Ask HN: Scale of real-life DDoS attacks? - alexkon

What was the biggest DDoS attack you have ever encountered? How many gigabits per second? Packets per second? How many unique source IP addresses? How long did it last?<p>The peak number of real (non-spoofed) source IPs is also very interesting. I wonder whether it is feasible to automatically maintain a blacklist of offending IPs that managed to establish a TCP connection (and are thus real).
======
willvarfar
Its old but GRC had a write-up about the attacks against them and infiltrating
the bots: <http://www.crime-research.org/library/grcdos.pdf>

I couldn't find the originals on GRC website anymore:
<http://www.grc.com/default.htm>

If I recall, after that writeup, GRC was knocked off the web by a BGP attack
or something...

------
Joakal
The best attack vector is usually Apache. Nonetheless, the records I heard are
from Akamai:

Peak: 300,000 unique IPs, 795,000 page views/s, 98,000 unique views/s, 200Gbps
[0].

(Dataset records)

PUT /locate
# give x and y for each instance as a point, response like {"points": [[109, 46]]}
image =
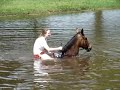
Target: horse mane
{"points": [[69, 44]]}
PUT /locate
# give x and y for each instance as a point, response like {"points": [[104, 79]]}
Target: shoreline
{"points": [[48, 7]]}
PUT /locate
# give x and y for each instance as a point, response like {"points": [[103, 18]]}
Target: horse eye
{"points": [[85, 38]]}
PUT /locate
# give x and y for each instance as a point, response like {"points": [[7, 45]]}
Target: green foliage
{"points": [[48, 6]]}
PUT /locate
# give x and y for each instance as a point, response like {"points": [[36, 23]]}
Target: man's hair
{"points": [[43, 32]]}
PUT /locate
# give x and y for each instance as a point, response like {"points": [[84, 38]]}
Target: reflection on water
{"points": [[99, 68]]}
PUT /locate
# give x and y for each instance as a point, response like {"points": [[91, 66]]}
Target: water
{"points": [[96, 70]]}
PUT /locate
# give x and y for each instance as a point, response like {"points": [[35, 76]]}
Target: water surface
{"points": [[96, 70]]}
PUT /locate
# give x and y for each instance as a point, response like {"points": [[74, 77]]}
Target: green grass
{"points": [[51, 6]]}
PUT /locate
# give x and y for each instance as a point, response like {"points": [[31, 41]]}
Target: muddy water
{"points": [[96, 70]]}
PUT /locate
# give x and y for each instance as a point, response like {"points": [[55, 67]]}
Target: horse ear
{"points": [[82, 31], [77, 30]]}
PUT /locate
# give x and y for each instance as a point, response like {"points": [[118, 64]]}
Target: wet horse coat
{"points": [[77, 41]]}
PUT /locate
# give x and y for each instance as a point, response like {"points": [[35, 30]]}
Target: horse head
{"points": [[78, 41], [82, 41]]}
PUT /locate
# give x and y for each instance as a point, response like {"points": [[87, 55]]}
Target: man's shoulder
{"points": [[40, 38]]}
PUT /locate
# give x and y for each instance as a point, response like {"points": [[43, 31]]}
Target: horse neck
{"points": [[73, 51]]}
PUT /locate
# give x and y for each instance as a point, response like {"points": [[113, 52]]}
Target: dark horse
{"points": [[77, 41]]}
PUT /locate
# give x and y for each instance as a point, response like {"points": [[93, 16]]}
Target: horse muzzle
{"points": [[89, 48]]}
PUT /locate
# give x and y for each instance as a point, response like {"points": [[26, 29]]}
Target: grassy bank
{"points": [[13, 7]]}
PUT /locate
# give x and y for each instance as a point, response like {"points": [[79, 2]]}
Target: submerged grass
{"points": [[51, 6]]}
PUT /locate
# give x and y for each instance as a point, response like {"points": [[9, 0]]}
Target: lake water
{"points": [[95, 70]]}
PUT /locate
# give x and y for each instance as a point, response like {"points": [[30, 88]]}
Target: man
{"points": [[41, 47]]}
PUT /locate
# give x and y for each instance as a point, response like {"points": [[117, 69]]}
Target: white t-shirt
{"points": [[39, 45]]}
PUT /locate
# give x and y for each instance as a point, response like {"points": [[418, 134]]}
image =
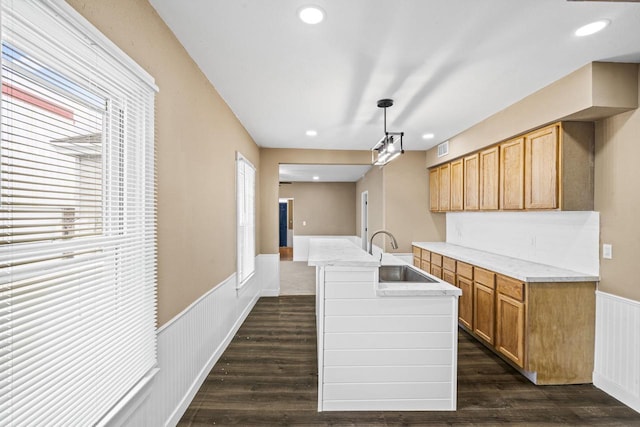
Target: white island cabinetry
{"points": [[381, 346]]}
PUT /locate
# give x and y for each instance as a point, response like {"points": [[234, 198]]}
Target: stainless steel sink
{"points": [[402, 273]]}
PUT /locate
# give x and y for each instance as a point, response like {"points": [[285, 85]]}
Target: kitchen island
{"points": [[381, 345]]}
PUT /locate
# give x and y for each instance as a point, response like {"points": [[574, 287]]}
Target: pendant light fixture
{"points": [[390, 146]]}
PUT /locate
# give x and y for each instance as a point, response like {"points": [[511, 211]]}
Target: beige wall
{"points": [[617, 198], [406, 202], [196, 139], [322, 208], [372, 183], [270, 159], [596, 90], [398, 202]]}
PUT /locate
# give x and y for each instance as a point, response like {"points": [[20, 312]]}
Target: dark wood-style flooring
{"points": [[267, 376]]}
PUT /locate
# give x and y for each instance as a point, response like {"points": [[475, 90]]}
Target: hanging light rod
{"points": [[386, 149]]}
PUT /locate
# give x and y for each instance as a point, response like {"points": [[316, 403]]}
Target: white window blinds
{"points": [[77, 220], [246, 218]]}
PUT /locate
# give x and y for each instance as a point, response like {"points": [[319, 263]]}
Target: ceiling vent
{"points": [[443, 149]]}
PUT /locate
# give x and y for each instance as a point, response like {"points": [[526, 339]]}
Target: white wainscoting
{"points": [[617, 353], [563, 239], [192, 342], [301, 245]]}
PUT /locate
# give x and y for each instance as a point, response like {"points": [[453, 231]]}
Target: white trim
{"points": [[617, 348], [192, 342]]}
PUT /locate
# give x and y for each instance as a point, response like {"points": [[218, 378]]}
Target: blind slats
{"points": [[77, 221]]}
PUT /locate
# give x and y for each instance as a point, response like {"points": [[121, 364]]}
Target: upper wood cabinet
{"points": [[512, 174], [457, 185], [550, 168], [434, 188], [472, 182], [541, 172], [444, 193], [489, 167]]}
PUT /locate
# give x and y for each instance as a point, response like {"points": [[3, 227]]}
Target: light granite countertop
{"points": [[342, 252], [526, 271]]}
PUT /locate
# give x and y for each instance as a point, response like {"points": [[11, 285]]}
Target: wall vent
{"points": [[443, 149]]}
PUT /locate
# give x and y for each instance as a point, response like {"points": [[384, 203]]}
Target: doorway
{"points": [[364, 219]]}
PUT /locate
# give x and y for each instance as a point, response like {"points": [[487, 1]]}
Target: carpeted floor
{"points": [[297, 278]]}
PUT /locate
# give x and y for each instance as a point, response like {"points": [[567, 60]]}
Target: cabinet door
{"points": [[472, 182], [541, 169], [484, 311], [436, 271], [510, 328], [465, 302], [444, 193], [457, 185], [449, 277], [512, 174], [489, 166], [434, 187]]}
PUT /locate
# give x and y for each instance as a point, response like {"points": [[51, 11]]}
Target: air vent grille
{"points": [[443, 149]]}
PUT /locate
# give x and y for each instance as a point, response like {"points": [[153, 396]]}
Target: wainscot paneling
{"points": [[617, 353], [192, 342]]}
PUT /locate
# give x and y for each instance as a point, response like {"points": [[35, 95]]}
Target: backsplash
{"points": [[567, 240]]}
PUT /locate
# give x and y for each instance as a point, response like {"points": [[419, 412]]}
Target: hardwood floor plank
{"points": [[268, 376]]}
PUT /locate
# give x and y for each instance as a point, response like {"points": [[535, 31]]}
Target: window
{"points": [[246, 218], [77, 214]]}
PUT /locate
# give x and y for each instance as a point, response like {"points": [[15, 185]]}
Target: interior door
{"points": [[283, 225]]}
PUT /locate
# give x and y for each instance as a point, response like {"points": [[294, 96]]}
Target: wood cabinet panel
{"points": [[449, 264], [449, 277], [512, 174], [541, 169], [484, 311], [436, 259], [511, 287], [436, 271], [489, 188], [510, 328], [472, 182], [457, 185], [434, 189], [444, 193], [465, 302], [465, 270], [484, 277]]}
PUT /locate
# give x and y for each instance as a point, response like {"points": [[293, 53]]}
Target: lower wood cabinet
{"points": [[545, 330], [510, 328], [465, 302], [484, 312]]}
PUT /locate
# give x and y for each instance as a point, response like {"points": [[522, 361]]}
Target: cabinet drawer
{"points": [[449, 264], [511, 287], [484, 277], [436, 259], [465, 270]]}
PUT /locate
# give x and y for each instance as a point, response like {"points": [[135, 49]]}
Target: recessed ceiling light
{"points": [[311, 15], [592, 28]]}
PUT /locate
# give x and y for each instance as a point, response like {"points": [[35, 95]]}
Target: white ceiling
{"points": [[324, 173], [448, 64]]}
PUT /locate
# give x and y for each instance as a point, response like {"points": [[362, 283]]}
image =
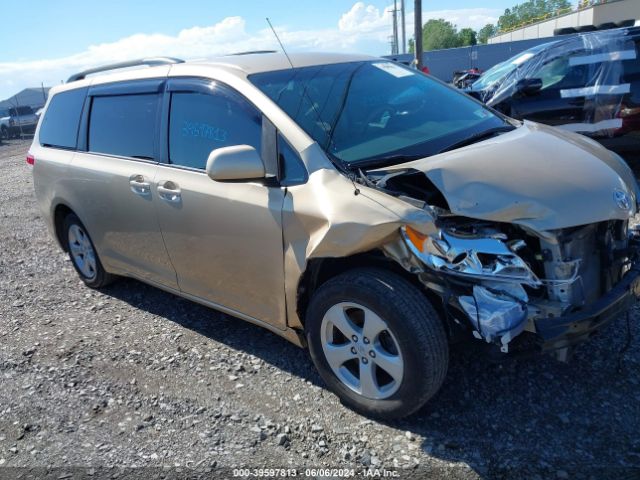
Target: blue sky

--- GOALS ---
A - In the DDoS thread, what peak number of unique IPs is reported for Akamai?
B - For each statement, say whether it agrees with the DDoS thread, answering yes or no and quoting the deciding words: (i) GRC's original write-up can still be found on the GRC website. (ii) Apache is described as usually the best attack vector. (iii) The Akamai peak reached 200Gbps.
C - Continue the DDoS thread from the point where it stops.

--- RESULTS IN ORDER ---
A - 300,000 unique IPs.

B -
(i) No: "I couldn't find the originals on GRC website anymore"
(ii) Yes: "The best attack vector is usually Apache."
(iii) Yes: "200Gbps"

C -
[0] <http://wwwns.akamai.com/rsa_2011/RSA_NOCC_DDoS.pdf>

------
dmk23
I have not encountered DDoS attacks directed at my own properties, but I had
domains hosted on Namecheap that were hit when their DNS got DDoS'd a few
times last year.

There is plenty of coverage of this if you just do a search:
[http://www.google.com/search?gcx=c&sourceid=chrome&i...](http://www.google.com/search?gcx=c&sourceid=chrome&ie=UTF-8&q=namecheap+dns+ddos)

------
alexkon
I have collected some reports on DDoS sizes here:
[https://code.google.com/p/googleappengine/issues/detail?id=6...](https://code.google.com/p/googleappengine/issues/detail?id=6000#c1)